TEXT SECTION:
--------------------------------------------------
According to the Skin Cancer Foundation, one in five Americans will develop skin cancer in the course of a lifetime. Sadly, one person dies of melanoma (the most dangerous form of skin cancer) every hour.

Skin cancer is the abnormal growth of skin cells which most commonly develops in areas of skin exposed to ultraviolet rays from the sun or tanning beds. Sometimes genetics and environmental factors play a role. Additionally, anyone can get skin cancer, regardless of skin color. With prevention and early detection though, skin cancer is highly treatable. MORE HEALTH wants you to make good decisions when it comes to skin protection. Practice these healthy habits from the Skin Cancer Foundation to prevent the effects of sun damage in your family.

Seek the shade, especially between 10 AM and 4 PM when the sun’s ultraviolet rays are strongest.
Do not burn.
Cover up with clothing, including a broad-brimmed hat and UV-blocking sunglasses.
--------------------------------------------------
SET OF TASKS:
1. Copy the part of the skin cancer text between "According to the" and "Do not burn.", inclusive.
2. Summarize the skin cancer text in two sentences.
3. Write the next part of the skin cancer text, picking up after its final line.
--------------------------------------------------
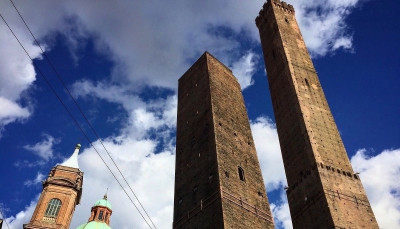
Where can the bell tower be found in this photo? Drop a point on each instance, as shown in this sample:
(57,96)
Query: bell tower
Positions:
(62,191)
(324,191)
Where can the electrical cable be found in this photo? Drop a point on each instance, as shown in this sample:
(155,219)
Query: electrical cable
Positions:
(59,99)
(80,110)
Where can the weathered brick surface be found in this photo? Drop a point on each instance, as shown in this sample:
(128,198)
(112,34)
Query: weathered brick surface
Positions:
(323,190)
(65,184)
(213,140)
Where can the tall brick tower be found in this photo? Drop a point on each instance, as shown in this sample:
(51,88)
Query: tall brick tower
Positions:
(62,191)
(324,192)
(218,181)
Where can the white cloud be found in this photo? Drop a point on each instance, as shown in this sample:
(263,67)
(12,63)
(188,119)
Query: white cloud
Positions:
(16,72)
(269,153)
(281,213)
(22,217)
(244,69)
(43,149)
(323,24)
(39,177)
(153,44)
(380,175)
(11,111)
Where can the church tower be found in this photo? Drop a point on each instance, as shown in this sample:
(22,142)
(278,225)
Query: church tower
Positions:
(100,215)
(62,191)
(218,181)
(324,191)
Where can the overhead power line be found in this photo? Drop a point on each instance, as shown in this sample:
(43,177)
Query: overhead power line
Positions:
(79,108)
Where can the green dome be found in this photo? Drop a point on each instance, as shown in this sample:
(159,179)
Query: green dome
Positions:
(94,225)
(103,202)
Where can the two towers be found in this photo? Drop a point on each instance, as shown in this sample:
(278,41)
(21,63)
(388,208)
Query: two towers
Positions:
(218,181)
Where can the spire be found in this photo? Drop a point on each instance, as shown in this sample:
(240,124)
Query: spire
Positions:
(105,195)
(73,160)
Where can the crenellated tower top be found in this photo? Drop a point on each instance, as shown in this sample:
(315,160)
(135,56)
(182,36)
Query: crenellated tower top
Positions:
(277,4)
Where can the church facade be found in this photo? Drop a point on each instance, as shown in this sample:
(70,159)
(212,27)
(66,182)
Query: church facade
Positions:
(62,191)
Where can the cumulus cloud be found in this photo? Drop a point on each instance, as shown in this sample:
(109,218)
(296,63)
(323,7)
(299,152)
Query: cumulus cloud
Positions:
(269,153)
(43,149)
(323,24)
(380,175)
(153,44)
(244,70)
(11,111)
(281,213)
(22,217)
(39,177)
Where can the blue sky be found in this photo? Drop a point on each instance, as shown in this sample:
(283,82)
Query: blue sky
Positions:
(121,62)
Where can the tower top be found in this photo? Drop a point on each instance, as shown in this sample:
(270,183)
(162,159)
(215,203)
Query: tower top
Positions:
(277,4)
(73,160)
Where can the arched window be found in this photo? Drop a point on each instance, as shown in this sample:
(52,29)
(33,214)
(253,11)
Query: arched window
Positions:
(241,174)
(53,208)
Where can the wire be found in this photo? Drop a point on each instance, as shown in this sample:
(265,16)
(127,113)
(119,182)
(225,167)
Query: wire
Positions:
(59,99)
(2,214)
(79,108)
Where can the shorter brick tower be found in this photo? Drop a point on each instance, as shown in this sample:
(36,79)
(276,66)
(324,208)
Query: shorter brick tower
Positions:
(62,191)
(218,181)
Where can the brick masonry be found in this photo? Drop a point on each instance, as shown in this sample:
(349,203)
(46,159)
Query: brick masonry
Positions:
(214,142)
(65,184)
(324,191)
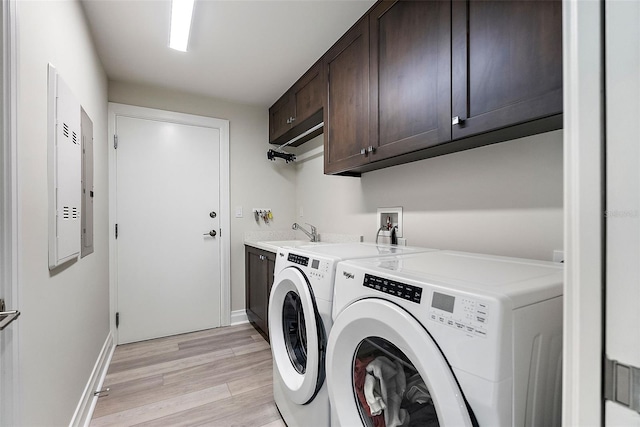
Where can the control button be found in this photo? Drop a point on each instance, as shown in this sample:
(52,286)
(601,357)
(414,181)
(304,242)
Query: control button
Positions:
(481,333)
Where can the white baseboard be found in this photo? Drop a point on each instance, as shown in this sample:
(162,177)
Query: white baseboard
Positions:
(238,317)
(84,411)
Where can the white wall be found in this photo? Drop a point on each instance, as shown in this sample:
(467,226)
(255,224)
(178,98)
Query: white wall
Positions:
(65,319)
(255,181)
(503,199)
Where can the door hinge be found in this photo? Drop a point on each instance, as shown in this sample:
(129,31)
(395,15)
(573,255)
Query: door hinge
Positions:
(622,384)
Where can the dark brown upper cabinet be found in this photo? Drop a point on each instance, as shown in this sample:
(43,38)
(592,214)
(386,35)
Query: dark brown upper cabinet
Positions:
(346,115)
(299,109)
(507,64)
(418,79)
(410,72)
--------------------------------------------------
ANSWERS TO THE TASKS:
1.
According to the Skin Cancer Foundation, one in five Americans will develop skin cancer in the course of a lifetime. Sadly, one person dies of melanoma (the most dangerous form of skin cancer) every hour.

Skin cancer is the abnormal growth of skin cells which most commonly develops in areas of skin exposed to ultraviolet rays from the sun or tanning beds. Sometimes genetics and environmental factors play a role. Additionally, anyone can get skin cancer, regardless of skin color. With prevention and early detection though, skin cancer is highly treatable. MORE HEALTH wants you to make good decisions when it comes to skin protection. Practice these healthy habits from the Skin Cancer Foundation to prevent the effects of sun damage in your family.

Seek the shade, especially between 10 AM and 4 PM when the sun’s ultraviolet rays are strongest.
Do not burn.

2. According to the Skin Cancer Foundation, one in five Americans will develop skin cancer in the course of a lifetime, and one person dies of melanoma every hour. Skin cancer is an abnormal growth of skin cells that most often appears on skin exposed to ultraviolet rays and can affect anyone, but it is highly treatable with prevention and early detection, and habits such as seeking shade between 10 AM and 4 PM, not burning, and covering up help prevent sun damage.

3.
Use a broad spectrum (UVA/UVB) sunscreen with an SPF of 15 or higher every day. For extended outdoor activity, use a water-resistant, broad-spectrum (UVA/UVB) sunscreen with an SPF of 30 or higher.
Apply 1 ounce (2 tablespoons) of sunscreen to your entire body 30 minutes before going outside. Reapply every two hours or immediately after swimming or excessive sweating.
Keep newborns out of the sun. Sunscreens should be used on babies over the age of six months.
Examine your skin from head-to-toe every month.
See your dermatologist every year for a professional skin exam.
Avoid tanning and do not utilize tanning beds.